▸ **Try it**:
Give only the number of lines below that contain the string "negative". Case counts.

▸ **Data extracts**:
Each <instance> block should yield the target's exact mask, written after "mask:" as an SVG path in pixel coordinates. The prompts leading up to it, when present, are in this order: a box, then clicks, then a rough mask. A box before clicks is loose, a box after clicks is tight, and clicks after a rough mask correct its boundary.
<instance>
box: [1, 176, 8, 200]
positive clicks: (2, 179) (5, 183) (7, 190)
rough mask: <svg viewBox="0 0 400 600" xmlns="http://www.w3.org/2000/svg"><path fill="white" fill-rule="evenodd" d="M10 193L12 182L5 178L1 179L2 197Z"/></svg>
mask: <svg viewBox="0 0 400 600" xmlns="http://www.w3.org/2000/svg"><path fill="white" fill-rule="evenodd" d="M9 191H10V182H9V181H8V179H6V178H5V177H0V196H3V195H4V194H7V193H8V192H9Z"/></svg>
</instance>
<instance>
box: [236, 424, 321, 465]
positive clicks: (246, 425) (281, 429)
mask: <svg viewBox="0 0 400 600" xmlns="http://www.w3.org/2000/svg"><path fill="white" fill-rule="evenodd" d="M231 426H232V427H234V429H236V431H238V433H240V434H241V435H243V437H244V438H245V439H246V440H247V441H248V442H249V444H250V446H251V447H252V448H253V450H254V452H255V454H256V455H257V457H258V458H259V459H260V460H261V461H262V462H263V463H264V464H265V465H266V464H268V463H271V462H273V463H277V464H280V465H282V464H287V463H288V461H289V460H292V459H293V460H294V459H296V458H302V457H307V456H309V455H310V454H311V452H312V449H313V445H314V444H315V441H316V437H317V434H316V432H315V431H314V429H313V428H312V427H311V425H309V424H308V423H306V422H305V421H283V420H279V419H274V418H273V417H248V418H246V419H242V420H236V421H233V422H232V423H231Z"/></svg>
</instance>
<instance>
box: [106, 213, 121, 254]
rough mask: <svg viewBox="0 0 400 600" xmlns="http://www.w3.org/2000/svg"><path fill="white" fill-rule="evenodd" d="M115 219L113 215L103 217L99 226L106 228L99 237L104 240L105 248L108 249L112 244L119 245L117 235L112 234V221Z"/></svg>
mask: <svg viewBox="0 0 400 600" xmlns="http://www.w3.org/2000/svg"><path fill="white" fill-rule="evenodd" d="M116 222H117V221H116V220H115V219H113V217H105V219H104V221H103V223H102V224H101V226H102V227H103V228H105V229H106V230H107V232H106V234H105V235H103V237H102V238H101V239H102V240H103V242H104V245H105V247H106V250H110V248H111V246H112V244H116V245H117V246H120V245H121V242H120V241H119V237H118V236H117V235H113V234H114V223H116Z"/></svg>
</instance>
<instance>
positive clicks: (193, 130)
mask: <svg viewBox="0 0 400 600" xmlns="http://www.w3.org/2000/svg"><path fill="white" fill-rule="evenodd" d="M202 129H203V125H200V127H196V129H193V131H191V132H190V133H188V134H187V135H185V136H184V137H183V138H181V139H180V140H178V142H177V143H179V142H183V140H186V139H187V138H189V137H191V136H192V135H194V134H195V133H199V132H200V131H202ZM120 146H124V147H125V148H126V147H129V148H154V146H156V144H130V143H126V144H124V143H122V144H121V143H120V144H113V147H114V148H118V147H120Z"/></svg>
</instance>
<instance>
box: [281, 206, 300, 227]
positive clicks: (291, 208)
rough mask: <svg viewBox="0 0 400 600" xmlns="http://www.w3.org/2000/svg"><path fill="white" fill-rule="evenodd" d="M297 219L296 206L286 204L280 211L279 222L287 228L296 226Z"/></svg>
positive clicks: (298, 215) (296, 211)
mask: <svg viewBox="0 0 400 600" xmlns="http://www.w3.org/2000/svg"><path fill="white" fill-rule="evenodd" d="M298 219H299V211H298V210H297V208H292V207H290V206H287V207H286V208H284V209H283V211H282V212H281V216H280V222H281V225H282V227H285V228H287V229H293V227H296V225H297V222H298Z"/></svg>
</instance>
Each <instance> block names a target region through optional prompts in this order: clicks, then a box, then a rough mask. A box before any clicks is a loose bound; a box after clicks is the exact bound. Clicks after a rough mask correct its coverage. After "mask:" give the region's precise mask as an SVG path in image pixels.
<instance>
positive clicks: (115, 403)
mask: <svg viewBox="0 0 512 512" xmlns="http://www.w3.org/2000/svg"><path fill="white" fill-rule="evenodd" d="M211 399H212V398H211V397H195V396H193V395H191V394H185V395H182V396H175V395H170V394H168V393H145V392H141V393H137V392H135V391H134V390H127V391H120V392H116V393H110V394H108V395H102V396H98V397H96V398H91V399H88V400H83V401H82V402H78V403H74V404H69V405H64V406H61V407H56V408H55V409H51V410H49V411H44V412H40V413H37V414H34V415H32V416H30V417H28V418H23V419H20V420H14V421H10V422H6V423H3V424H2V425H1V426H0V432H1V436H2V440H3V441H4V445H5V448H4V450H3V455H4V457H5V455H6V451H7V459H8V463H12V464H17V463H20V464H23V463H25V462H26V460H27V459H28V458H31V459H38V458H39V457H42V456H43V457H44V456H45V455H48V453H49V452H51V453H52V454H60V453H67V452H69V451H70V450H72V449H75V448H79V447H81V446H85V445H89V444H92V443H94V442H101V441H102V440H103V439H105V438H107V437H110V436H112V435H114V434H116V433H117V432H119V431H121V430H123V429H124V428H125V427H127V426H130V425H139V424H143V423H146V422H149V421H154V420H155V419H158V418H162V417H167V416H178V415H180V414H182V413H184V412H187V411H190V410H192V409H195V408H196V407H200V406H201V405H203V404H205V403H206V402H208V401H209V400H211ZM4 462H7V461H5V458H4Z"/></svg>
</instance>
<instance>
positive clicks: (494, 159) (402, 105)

...

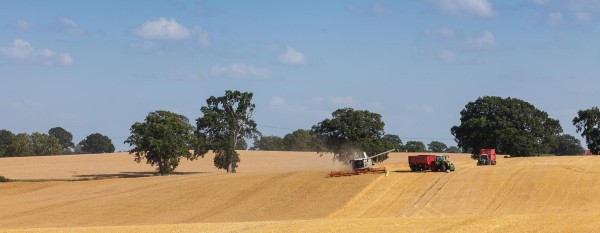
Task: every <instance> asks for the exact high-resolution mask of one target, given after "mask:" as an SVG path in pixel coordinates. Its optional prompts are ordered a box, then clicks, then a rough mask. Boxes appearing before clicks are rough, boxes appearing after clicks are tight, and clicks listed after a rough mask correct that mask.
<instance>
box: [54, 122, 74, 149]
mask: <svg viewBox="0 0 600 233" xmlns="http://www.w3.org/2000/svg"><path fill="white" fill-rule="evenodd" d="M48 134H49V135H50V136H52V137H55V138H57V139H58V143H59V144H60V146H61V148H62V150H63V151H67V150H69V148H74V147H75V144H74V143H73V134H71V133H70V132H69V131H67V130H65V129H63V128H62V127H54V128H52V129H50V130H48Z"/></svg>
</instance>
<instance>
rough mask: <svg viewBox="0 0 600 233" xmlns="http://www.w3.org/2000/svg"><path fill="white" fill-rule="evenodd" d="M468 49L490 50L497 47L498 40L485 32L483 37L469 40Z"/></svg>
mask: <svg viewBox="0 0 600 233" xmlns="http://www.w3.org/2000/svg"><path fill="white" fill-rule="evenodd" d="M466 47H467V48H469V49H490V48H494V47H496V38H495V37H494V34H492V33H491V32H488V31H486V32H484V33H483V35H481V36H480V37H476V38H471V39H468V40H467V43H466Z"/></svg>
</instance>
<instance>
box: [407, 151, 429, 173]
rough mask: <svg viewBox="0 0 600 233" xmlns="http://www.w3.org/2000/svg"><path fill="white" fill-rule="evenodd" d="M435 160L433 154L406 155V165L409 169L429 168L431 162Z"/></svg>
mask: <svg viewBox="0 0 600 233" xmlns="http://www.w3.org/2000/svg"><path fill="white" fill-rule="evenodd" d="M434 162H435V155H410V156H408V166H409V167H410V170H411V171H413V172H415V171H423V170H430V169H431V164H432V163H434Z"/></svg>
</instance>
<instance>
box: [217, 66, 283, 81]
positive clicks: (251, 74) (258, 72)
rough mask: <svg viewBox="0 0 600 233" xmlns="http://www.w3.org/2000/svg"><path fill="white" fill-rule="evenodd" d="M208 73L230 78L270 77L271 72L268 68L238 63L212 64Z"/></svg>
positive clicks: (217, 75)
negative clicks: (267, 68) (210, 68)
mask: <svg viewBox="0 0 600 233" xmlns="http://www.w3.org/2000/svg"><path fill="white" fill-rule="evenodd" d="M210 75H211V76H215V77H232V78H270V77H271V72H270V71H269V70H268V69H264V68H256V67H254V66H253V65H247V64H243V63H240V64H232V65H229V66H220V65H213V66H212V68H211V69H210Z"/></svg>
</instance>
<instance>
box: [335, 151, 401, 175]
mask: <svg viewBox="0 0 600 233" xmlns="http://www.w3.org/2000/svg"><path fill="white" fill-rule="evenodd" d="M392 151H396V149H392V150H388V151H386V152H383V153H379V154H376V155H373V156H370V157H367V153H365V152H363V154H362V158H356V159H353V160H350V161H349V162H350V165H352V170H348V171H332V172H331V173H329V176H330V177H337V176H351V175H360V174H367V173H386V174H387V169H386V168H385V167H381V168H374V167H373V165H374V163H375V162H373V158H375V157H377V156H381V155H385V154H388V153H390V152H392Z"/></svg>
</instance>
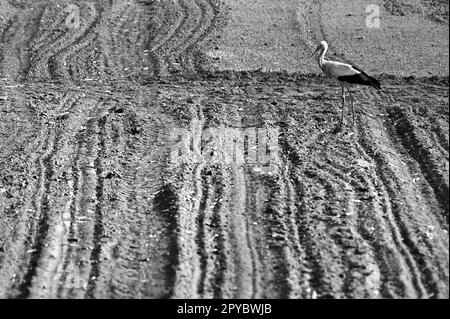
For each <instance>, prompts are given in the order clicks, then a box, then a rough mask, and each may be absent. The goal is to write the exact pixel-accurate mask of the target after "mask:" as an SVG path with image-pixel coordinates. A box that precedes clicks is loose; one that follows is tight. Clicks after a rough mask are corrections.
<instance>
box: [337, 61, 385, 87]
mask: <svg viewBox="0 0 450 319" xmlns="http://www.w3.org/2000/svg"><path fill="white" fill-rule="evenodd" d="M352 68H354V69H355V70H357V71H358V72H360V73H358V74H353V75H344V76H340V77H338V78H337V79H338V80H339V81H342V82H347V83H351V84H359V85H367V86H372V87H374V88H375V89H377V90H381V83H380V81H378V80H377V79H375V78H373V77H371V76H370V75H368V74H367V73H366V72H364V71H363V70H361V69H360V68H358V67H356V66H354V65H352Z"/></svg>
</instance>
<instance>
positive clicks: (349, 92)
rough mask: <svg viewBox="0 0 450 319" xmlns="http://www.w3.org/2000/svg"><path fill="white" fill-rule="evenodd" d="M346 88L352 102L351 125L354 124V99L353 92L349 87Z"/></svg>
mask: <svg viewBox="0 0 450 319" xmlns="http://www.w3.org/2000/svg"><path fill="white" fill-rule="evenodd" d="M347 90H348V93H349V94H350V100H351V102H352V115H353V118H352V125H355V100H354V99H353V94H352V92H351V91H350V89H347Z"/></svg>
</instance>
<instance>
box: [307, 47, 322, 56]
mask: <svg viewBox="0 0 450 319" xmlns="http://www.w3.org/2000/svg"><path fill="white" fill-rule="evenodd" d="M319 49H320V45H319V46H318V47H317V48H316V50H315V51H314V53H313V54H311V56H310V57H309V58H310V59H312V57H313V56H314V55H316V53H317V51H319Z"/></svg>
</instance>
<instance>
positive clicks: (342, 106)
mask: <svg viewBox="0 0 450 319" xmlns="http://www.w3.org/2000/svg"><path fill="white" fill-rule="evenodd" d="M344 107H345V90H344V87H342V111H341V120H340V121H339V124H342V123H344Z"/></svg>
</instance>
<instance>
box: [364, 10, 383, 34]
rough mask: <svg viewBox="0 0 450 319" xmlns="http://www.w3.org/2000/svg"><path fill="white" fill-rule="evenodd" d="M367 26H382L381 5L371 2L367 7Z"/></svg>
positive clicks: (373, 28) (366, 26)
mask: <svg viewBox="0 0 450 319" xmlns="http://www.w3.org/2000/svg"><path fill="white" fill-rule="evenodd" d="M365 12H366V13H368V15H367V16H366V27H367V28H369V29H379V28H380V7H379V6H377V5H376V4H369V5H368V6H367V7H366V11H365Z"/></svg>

--

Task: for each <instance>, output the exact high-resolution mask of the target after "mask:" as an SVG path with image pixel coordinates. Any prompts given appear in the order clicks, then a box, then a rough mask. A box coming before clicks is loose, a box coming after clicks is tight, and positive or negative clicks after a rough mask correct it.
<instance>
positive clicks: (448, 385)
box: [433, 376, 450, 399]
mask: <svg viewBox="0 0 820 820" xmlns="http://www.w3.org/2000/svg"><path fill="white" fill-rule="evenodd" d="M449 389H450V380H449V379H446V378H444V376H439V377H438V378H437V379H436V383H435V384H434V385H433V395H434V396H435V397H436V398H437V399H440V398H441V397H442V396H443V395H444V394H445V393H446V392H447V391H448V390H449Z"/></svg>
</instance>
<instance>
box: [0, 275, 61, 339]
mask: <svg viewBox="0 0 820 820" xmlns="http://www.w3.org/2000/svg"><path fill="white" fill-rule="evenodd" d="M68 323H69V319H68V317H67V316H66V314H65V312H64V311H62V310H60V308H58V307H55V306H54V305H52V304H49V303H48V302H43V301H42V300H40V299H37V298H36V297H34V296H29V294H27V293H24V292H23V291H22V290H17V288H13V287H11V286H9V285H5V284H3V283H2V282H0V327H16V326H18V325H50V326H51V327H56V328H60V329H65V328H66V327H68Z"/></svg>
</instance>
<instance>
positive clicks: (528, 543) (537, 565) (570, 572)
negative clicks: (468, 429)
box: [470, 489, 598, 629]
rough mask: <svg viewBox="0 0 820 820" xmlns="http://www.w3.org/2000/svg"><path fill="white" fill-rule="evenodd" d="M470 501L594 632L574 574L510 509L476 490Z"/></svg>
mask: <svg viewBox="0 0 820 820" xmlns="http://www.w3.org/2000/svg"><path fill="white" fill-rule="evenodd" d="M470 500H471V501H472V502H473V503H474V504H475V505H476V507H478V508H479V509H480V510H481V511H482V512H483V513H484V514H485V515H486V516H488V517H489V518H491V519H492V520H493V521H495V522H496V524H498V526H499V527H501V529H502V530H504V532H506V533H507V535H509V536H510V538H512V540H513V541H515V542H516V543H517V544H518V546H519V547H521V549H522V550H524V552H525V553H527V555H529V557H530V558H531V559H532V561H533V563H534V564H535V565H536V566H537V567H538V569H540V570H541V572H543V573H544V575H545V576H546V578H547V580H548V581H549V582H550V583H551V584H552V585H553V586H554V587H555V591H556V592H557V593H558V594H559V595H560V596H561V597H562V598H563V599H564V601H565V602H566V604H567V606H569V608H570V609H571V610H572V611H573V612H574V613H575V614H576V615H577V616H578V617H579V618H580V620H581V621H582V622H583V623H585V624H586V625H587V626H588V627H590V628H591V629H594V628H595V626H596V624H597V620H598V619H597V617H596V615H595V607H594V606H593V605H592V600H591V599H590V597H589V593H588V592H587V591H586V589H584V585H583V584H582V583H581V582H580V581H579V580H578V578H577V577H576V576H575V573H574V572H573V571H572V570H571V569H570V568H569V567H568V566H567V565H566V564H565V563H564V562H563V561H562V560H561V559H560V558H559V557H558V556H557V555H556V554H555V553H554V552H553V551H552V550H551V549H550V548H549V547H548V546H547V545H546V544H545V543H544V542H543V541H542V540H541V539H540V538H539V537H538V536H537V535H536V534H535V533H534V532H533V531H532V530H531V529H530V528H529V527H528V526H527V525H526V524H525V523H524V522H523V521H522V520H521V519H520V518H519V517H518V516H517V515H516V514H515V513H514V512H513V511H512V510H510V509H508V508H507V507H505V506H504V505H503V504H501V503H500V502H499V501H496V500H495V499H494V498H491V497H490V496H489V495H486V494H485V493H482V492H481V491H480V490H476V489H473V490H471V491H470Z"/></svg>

▸ **Solution to this task**:
3